Top of PASSAGE SHOWN
She was alone, unhoused in the Indiana winter and in a strange country. To make matters worse, the visa she had received upon her entry into the U.S. was only valid for six months.

“I just didn’t know what to do. I mean, I didn’t know who to talk to, because in my country, we did not have any shelter for homeless,” she said.

Eventually, Johnson was able to secure a religious working class visa and found a pastor in Georgia who was willing to help her get back on her feet.

The experience of being unhoused and undocumented left an impression and planted the seeds for what would eventually become TenderLove Community Center.

“I started to think about homeless people,” she said. “They all have unique stories to tell that led them to becoming homeless.”

Johnson pondered what could be done to not only help those who experience homelessness, but help them break the cycle of being unhoused.

Fashion design

It was then that the idea hit her: fashion design. Johnson had attended a vocational school for two years in Nigeria studying fashion design.

She now had her idea; she just needed a place to plant her roots.

“Where can I go that will accommodate a diversity of people like me, so I found some places and when I saw Albuquerque, it took me several, several minutes ... to pronounce and when I saw New Mexico, I’m like, ‘I might go to Mexico,’” Johnson said with a smile on her face.

She made the move to the Duke City in 2011 and fell in love with the climate and its people.

With both her idea and location secured, Johnson then went to work researching other organizations in Albuquerque that assist the unhoused to ensure she was not duplicating another person’s work. Once she found no other similar organizations, Johnson opened TenderLove Community Center’s doors in 2013. The community center offered its first sewing class that September, a 12-month course where clients learned how to sew clothing and even create a wedding gown.

While there was early success for TenderLove, Johnson felt more could be done.

“We figured out that there are some components that were still missing,” she said. “A lot of our clients, they drop out of school, they didn’t have a high school diploma, so we added GED preparatory classes, we also included a computer literacy class.”

The practice of adding services for individuals would soon become commonplace for both Johnson and TenderLove. Over the years, TenderLove has added courses in small business skills, financial literacy, parenting, culinary arts and nutrition, motivational behavior therapy and health education. It has recently expanded into housing services as well, offering clients assistance with both rapid rehousing and a recovery home for those with addiction issues.
Bottom of PASSAGE SHOWN
Top of DATA SHOWN
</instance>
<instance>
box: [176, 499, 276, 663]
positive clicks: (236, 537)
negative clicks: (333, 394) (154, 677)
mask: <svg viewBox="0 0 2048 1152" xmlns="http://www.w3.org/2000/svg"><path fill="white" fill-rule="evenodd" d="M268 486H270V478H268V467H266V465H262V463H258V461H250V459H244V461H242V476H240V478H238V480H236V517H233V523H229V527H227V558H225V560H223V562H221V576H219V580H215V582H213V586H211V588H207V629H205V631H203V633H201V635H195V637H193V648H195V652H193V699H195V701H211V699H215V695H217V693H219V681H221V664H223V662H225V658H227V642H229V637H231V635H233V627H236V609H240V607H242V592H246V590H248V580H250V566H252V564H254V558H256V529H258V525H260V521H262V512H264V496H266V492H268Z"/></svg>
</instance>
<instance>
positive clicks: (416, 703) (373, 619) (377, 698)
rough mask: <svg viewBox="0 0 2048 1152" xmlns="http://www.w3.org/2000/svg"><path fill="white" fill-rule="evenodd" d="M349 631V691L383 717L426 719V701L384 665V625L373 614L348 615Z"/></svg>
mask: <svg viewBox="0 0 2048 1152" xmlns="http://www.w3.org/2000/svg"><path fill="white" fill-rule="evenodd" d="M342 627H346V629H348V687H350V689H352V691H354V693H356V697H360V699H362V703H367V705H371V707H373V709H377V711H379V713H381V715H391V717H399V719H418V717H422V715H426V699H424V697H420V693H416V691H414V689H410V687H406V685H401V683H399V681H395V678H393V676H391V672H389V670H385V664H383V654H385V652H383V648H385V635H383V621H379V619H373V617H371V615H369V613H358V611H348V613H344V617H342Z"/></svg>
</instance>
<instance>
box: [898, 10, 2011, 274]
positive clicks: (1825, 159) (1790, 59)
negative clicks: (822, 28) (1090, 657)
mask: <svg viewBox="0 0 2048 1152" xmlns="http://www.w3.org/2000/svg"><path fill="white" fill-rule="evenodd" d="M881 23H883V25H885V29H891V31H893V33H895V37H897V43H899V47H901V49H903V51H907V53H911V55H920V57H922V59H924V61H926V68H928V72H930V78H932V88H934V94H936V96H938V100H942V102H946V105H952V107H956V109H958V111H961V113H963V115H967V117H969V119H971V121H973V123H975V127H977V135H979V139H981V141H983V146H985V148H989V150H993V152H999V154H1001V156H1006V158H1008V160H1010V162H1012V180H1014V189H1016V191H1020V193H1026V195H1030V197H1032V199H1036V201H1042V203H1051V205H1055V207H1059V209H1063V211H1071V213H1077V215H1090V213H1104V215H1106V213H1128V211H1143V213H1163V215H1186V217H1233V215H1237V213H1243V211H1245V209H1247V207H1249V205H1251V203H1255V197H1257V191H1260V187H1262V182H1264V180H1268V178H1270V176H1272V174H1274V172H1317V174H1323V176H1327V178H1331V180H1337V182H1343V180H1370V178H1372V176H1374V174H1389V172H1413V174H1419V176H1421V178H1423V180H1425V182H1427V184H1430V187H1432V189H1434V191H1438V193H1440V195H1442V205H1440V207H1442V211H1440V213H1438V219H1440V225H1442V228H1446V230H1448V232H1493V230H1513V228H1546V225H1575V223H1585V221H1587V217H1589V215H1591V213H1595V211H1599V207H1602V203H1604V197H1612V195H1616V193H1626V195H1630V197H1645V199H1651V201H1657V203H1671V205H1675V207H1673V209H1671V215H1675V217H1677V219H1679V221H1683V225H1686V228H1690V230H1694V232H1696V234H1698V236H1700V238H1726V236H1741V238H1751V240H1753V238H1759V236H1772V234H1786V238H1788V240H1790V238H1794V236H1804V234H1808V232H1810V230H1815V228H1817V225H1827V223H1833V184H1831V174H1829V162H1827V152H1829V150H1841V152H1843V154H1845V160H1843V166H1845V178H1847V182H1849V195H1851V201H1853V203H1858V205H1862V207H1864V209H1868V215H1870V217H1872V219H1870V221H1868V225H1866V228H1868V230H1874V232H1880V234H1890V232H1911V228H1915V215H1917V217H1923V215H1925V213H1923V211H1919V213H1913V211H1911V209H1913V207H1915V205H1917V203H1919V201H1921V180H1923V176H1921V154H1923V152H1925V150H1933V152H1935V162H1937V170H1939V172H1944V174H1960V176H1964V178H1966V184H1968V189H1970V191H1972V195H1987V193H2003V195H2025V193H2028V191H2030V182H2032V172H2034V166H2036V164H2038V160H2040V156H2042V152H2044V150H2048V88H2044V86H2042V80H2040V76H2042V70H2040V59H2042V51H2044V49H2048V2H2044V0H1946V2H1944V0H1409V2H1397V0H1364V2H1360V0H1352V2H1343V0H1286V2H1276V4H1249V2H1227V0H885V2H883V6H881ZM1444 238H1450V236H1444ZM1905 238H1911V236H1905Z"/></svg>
Bottom of DATA SHOWN
● **EXERCISE AIM**: Write what comes next in the passage about TenderLove Community Center, picking up after its final sentence. The data has nothing to do with the work here.

● **ANSWER AREA**:
The center is able to fund these services through a mix of private donations and government funds and all services are offered free of charge.

‘I love this program’

Clients come to TenderLove from all walks of life. Some struggle with addition issues. Others are or have recently been incarcerated, and others are leaving a difficult home situation.

Crystal Barreras came to TenderLove in 2020. Unhoused and struggling with addiction issues, she felt like she had nowhere to turn.

“I was facing 18 years in prison, I didn’t have my children, pretty much blew all my bridges,” she said. “I got here and was faced with some hard truths.”

But Barreras said those hard truths soon turned into love and compassion. She began to set goals, learn money management skills and was able to get herself and her daughter out of homelessness.

“I love this program mostly because it’s like a home,” she said. “When you walk in here, we love you right away, that’s amazing.”

Barreras is now working at TenderLove as a senior case manager. Johnson said Barreras is an example of the kind of opportunity that is possible for the people who walk through their doors. “I don’t see homeless when they come,” Johnson said. “I see them as next mayor, next governor, I don’t look down because they are homeless.”

TenderLove’s programs are designed to change a client’s life for the better and encourage them to break the cycles of homelessness.

“We don’t do handouts,” she said. “We do hand up, and it is really helping.”